[Work to do]:
Reproduce the lines below verbatim, omitting the pictures.

[Working data]:
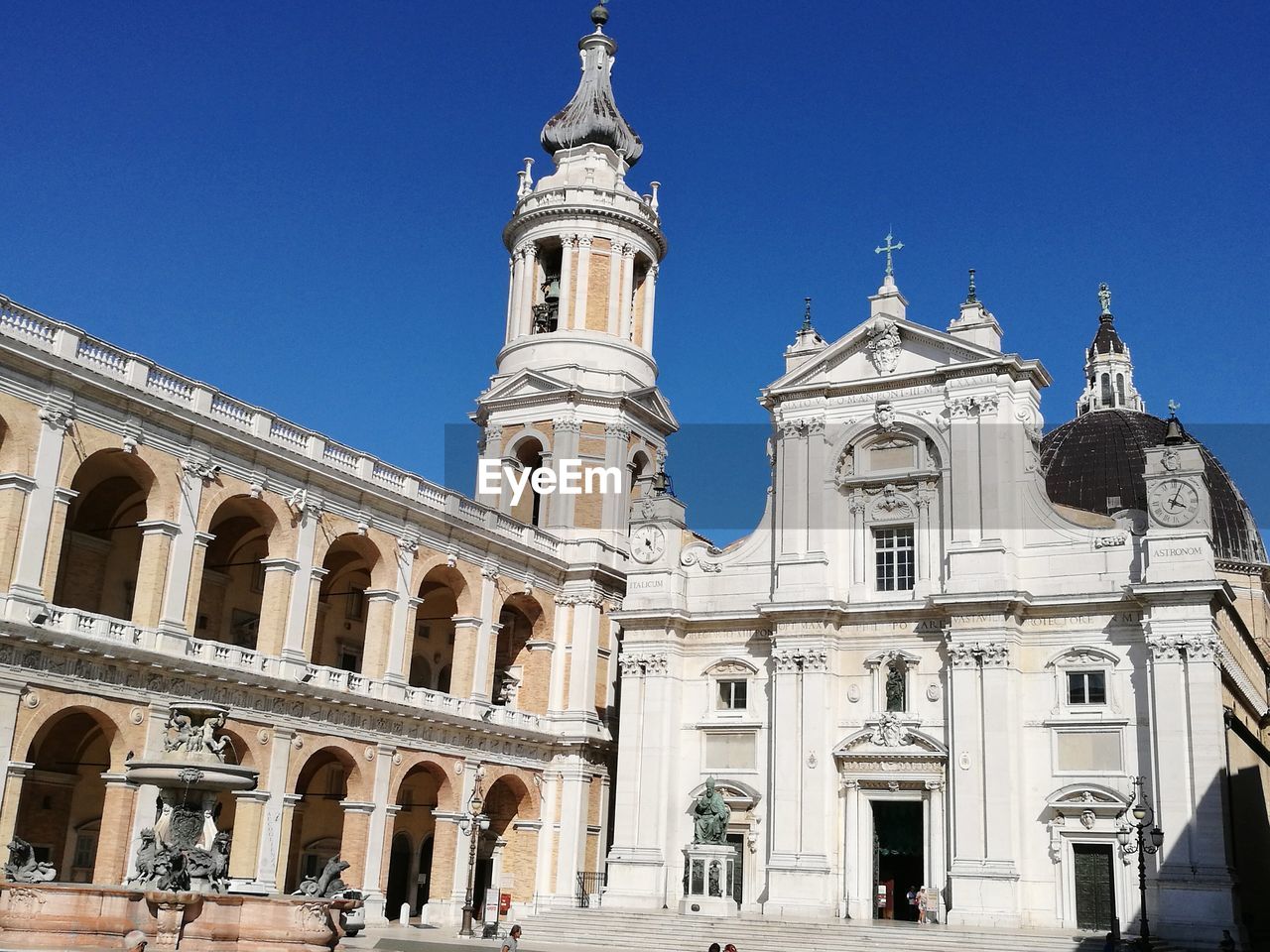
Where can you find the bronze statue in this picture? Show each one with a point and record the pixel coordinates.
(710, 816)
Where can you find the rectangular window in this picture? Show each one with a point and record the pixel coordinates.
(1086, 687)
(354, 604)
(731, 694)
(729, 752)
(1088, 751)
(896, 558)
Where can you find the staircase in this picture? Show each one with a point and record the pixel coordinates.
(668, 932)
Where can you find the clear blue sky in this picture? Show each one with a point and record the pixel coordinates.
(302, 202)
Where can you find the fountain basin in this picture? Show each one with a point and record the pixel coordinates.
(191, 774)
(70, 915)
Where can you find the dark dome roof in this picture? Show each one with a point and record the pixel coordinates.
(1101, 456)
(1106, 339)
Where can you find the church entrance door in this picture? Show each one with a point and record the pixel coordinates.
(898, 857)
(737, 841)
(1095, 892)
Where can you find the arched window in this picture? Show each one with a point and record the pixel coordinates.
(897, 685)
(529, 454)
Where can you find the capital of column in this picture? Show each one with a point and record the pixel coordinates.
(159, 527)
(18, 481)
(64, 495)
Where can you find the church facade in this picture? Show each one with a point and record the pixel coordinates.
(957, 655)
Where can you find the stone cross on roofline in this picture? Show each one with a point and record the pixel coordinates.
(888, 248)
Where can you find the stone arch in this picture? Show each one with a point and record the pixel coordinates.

[Correct output]:
Where can you find the bronze statue in this picture? Show each one with a point and record the pixel coordinates.
(710, 816)
Where can you find the rectangular window in this picture? Show each one with a point and record the pixel coordinates.
(1086, 687)
(354, 604)
(731, 694)
(729, 752)
(1088, 751)
(896, 558)
Where can you find the staircase in this picture? Show each one with a point and record the pixel coordinates.
(668, 932)
Where can you find the clear blue sky in this picture? Show each one with a point and record the pixel coordinates.
(302, 202)
Where can you find the fountain basin in this picture? Show each one with a point and record the pixel coordinates.
(191, 774)
(70, 915)
Where can you find the dark dome roof in this picture? Show each one with a point and record the pixel coordinates.
(1101, 456)
(1106, 339)
Where can you find the church entrance door in this picture? Show each one with a point and record the pixel coordinates.
(898, 857)
(737, 841)
(1095, 892)
Where can you find the arched window in this picture? Show each one with a point and record the pixel coordinates.
(897, 685)
(529, 454)
Where can you find the capital of column in this picture? Show each one with a point and record the pixel coordinates.
(159, 527)
(18, 481)
(64, 495)
Where can you find the church facade in this picture? Show each one with a point and record the pixel coordinates.
(957, 655)
Where can you find the stone cross on roofline in this picture? Show each one with a point and record the pixel coordinates.
(888, 248)
Where can you find the stone arch in this picture? Show each one with a point and record the pixel coordinates.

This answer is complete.